(MATERIAL PROVIDED begins)

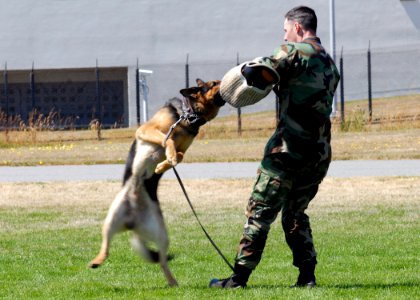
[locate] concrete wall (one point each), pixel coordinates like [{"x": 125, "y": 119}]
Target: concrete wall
[{"x": 74, "y": 33}]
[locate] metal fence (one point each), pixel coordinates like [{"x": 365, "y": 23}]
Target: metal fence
[{"x": 99, "y": 96}]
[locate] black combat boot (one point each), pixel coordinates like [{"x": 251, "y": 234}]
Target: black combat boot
[
  {"x": 306, "y": 276},
  {"x": 235, "y": 281}
]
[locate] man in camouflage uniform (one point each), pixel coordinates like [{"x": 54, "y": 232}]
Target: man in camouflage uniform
[{"x": 296, "y": 157}]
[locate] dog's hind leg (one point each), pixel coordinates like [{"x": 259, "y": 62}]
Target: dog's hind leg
[
  {"x": 166, "y": 165},
  {"x": 163, "y": 261},
  {"x": 114, "y": 223}
]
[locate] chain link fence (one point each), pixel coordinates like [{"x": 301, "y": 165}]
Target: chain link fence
[{"x": 77, "y": 98}]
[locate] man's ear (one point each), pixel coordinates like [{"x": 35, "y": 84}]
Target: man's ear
[
  {"x": 190, "y": 92},
  {"x": 200, "y": 82}
]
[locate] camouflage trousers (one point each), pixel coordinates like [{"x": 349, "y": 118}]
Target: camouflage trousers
[{"x": 288, "y": 192}]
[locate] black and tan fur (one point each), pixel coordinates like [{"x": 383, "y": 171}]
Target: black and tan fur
[{"x": 136, "y": 206}]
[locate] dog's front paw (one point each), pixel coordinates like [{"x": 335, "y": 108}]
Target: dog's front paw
[
  {"x": 162, "y": 167},
  {"x": 172, "y": 159}
]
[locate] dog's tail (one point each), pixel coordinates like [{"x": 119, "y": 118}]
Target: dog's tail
[{"x": 145, "y": 252}]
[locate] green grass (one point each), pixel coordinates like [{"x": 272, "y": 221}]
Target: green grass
[{"x": 367, "y": 241}]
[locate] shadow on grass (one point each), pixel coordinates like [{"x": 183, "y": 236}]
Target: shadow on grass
[{"x": 345, "y": 286}]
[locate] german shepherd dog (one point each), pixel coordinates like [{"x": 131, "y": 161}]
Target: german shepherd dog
[{"x": 158, "y": 146}]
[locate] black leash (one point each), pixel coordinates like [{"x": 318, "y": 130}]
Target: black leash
[{"x": 198, "y": 220}]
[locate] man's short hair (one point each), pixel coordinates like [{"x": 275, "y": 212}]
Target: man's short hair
[{"x": 303, "y": 15}]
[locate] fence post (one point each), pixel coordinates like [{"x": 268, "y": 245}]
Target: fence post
[
  {"x": 98, "y": 99},
  {"x": 6, "y": 91},
  {"x": 97, "y": 93},
  {"x": 138, "y": 93},
  {"x": 342, "y": 86},
  {"x": 369, "y": 85},
  {"x": 187, "y": 73},
  {"x": 239, "y": 109},
  {"x": 32, "y": 86}
]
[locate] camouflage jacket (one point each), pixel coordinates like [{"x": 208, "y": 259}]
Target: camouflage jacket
[{"x": 308, "y": 79}]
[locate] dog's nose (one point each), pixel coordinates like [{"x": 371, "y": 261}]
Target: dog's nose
[{"x": 218, "y": 100}]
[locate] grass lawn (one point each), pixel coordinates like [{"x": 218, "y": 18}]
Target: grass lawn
[
  {"x": 393, "y": 134},
  {"x": 366, "y": 232}
]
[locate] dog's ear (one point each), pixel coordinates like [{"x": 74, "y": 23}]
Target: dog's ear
[
  {"x": 200, "y": 82},
  {"x": 190, "y": 92}
]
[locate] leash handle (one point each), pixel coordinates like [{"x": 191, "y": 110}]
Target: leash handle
[{"x": 198, "y": 220}]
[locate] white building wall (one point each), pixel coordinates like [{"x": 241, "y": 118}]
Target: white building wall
[{"x": 74, "y": 33}]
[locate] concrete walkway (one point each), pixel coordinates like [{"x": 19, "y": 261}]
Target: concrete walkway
[{"x": 343, "y": 169}]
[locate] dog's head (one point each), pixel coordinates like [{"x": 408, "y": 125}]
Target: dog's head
[{"x": 205, "y": 98}]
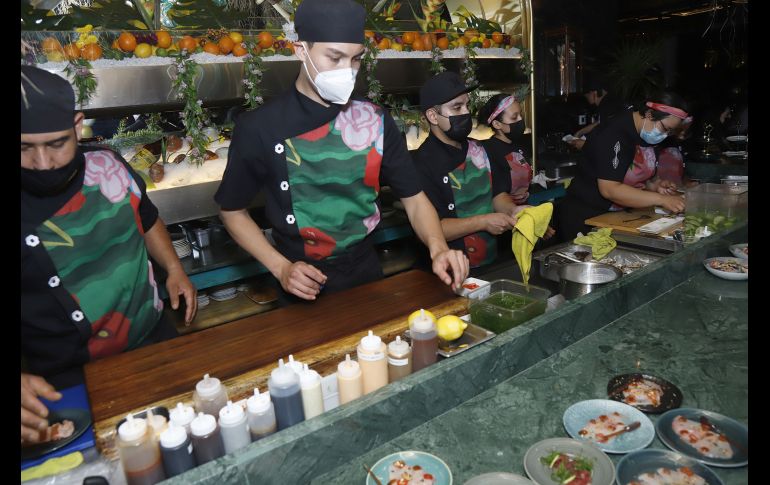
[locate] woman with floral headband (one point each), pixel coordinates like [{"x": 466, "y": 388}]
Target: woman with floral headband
[{"x": 610, "y": 155}]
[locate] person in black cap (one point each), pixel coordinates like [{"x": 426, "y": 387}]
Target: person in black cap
[
  {"x": 471, "y": 199},
  {"x": 319, "y": 155},
  {"x": 87, "y": 227}
]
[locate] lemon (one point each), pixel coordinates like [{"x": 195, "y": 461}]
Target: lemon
[
  {"x": 416, "y": 314},
  {"x": 450, "y": 327}
]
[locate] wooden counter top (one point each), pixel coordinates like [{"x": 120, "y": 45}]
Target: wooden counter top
[{"x": 241, "y": 353}]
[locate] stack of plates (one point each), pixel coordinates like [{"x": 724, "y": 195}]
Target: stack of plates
[
  {"x": 181, "y": 246},
  {"x": 224, "y": 294}
]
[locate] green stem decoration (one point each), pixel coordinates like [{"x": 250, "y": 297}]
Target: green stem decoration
[
  {"x": 253, "y": 69},
  {"x": 79, "y": 70}
]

(MATERIAL PROVIDED ends)

TASK: Repeat the records exactly, without the pictures.

RESULT BELOW:
[locate] concrete wall (one point each), pixel coordinates like [{"x": 125, "y": 119}]
Target: concrete wall
[{"x": 74, "y": 33}]
[locate] metal fence (one point each), pixel coordinates like [{"x": 365, "y": 23}]
Target: metal fence
[{"x": 99, "y": 96}]
[locate] black combat boot (one point each), pixel coordinates like [{"x": 251, "y": 234}]
Target: black combat boot
[
  {"x": 306, "y": 276},
  {"x": 235, "y": 281}
]
[locate] man in camouflage uniform (one point each), pixel coordinates like [{"x": 54, "y": 232}]
Target: man in camouflage uniform
[{"x": 296, "y": 157}]
[locate] dog's hind leg (one point each), pixel coordinates like [{"x": 259, "y": 62}]
Target: dog's hind leg
[
  {"x": 166, "y": 165},
  {"x": 163, "y": 261},
  {"x": 114, "y": 223}
]
[locate] chain link fence (one point each), pixel coordinates like [{"x": 301, "y": 165}]
Target: chain link fence
[{"x": 77, "y": 98}]
[locate] man's ear (one point each), pixel coordinates like [{"x": 35, "y": 84}]
Target: man's ear
[
  {"x": 190, "y": 92},
  {"x": 200, "y": 82}
]
[locate] camouflage trousers (one point each), pixel coordinates like [{"x": 349, "y": 118}]
Target: camouflage trousers
[{"x": 288, "y": 192}]
[locate] black and tan fur (one point each), pixel coordinates like [{"x": 383, "y": 171}]
Target: black and tan fur
[{"x": 136, "y": 206}]
[locate] dog's front paw (one point each), pixel coordinates like [{"x": 335, "y": 108}]
Target: dog's front paw
[
  {"x": 162, "y": 167},
  {"x": 172, "y": 159}
]
[locate] dog's tail (one point each), pixel coordinates like [{"x": 119, "y": 118}]
Target: dog's tail
[{"x": 145, "y": 252}]
[locate] green grass (one point each), pixel coordinates like [{"x": 272, "y": 221}]
Target: green grass
[{"x": 367, "y": 241}]
[locate] shadow on grass (one point each), pixel coordinates like [{"x": 183, "y": 236}]
Target: shadow on grass
[{"x": 345, "y": 286}]
[locate] german shepherd dog (one point each), pixel coordinates like [{"x": 131, "y": 161}]
Target: german shepherd dog
[{"x": 158, "y": 146}]
[locate] black leash (one point each), pixel coordinates like [{"x": 318, "y": 130}]
Target: black leash
[{"x": 198, "y": 220}]
[locate] man's short hair (one point each), pixel coordinates like [{"x": 275, "y": 212}]
Target: man's short hair
[{"x": 303, "y": 15}]
[locate] fence post (one point each), pixel coordinates like [{"x": 268, "y": 245}]
Target: fence post
[
  {"x": 98, "y": 99},
  {"x": 6, "y": 91},
  {"x": 97, "y": 93},
  {"x": 138, "y": 93},
  {"x": 342, "y": 86},
  {"x": 369, "y": 85},
  {"x": 187, "y": 73},
  {"x": 239, "y": 109},
  {"x": 32, "y": 86}
]
[locate] camouflage jacket (one point each), pixel coordinates like [{"x": 208, "y": 259}]
Target: camouflage jacket
[{"x": 308, "y": 79}]
[locate] dog's nose (one point each), pixel coordinates like [{"x": 371, "y": 261}]
Target: dog's nose
[{"x": 218, "y": 100}]
[locate] grass lawn (one point each), pixel coordinates like [{"x": 218, "y": 18}]
Target: grass lawn
[
  {"x": 393, "y": 134},
  {"x": 366, "y": 232}
]
[locate] dog's ear (one point each), pixel coordinates like [{"x": 74, "y": 23}]
Target: dog's ear
[
  {"x": 200, "y": 82},
  {"x": 190, "y": 92}
]
[locate] leash handle (one point each), pixel coordinates like [{"x": 191, "y": 110}]
Target: leash handle
[{"x": 198, "y": 220}]
[locate] white building wall (one point each), pixel coordinates like [{"x": 241, "y": 118}]
Target: white building wall
[{"x": 74, "y": 33}]
[locate] concrete walkway (one point each), pixel coordinates like [{"x": 19, "y": 261}]
Target: concrete walkway
[{"x": 343, "y": 169}]
[locate] dog's head (one point each), pixel coordinates like [{"x": 408, "y": 125}]
Target: dog's head
[{"x": 205, "y": 98}]
[locate] woman with floral headband (one point each), pixel coordinates like [{"x": 466, "y": 388}]
Target: woman with floral headband
[{"x": 610, "y": 155}]
[locate] person in black cap (one point each), pixel coordinates like [{"x": 426, "y": 387}]
Target: person in black cap
[
  {"x": 471, "y": 199},
  {"x": 319, "y": 155},
  {"x": 87, "y": 227}
]
[locate] lemon (one point each), pixel coordinates like [{"x": 195, "y": 461}]
Target: lemon
[
  {"x": 416, "y": 314},
  {"x": 450, "y": 327}
]
[locate] wooden counter top (one point each), pixel coordinates like [{"x": 120, "y": 45}]
Target: wooden counter top
[{"x": 241, "y": 353}]
[locate] stack of plates (one point each), pixel coordinates like [{"x": 724, "y": 195}]
Target: stack of plates
[
  {"x": 181, "y": 246},
  {"x": 224, "y": 294}
]
[locate] green stem decoration (one point each), pixel coordinates like [{"x": 250, "y": 297}]
Target: green stem decoration
[
  {"x": 253, "y": 69},
  {"x": 79, "y": 70}
]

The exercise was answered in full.